### [AIM OF THE TASK]
Output every line of the stored dataset items below as a JSON list of strings, with one string per line and blank lines omitted.

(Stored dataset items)
********************

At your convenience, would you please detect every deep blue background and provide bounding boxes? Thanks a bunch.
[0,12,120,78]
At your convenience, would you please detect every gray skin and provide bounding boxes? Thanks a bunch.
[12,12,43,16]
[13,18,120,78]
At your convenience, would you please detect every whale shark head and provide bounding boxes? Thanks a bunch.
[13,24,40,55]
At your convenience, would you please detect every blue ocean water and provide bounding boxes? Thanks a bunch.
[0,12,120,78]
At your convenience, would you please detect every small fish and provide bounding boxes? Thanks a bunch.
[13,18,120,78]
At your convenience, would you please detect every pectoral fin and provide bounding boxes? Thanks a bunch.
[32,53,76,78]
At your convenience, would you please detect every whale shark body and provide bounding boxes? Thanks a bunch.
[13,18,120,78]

********************

### [RESPONSE TO THIS TASK]
[
  "At your convenience, would you please detect every deep blue background and provide bounding boxes? Thanks a bunch.",
  "[0,12,120,78]",
  "At your convenience, would you please detect every gray skin and provide bounding boxes? Thanks a bunch.",
  "[12,12,43,16]",
  "[13,18,120,78]",
  "At your convenience, would you please detect every whale shark head and provide bounding boxes? Thanks a bunch.",
  "[13,24,40,55]",
  "At your convenience, would you please detect every blue ocean water and provide bounding boxes? Thanks a bunch.",
  "[0,12,120,78]",
  "At your convenience, would you please detect every small fish and provide bounding boxes? Thanks a bunch.",
  "[13,18,120,78]",
  "At your convenience, would you please detect every pectoral fin and provide bounding boxes? Thanks a bunch.",
  "[32,53,76,78]",
  "At your convenience, would you please detect every whale shark body and provide bounding boxes? Thanks a bunch.",
  "[13,18,120,78]"
]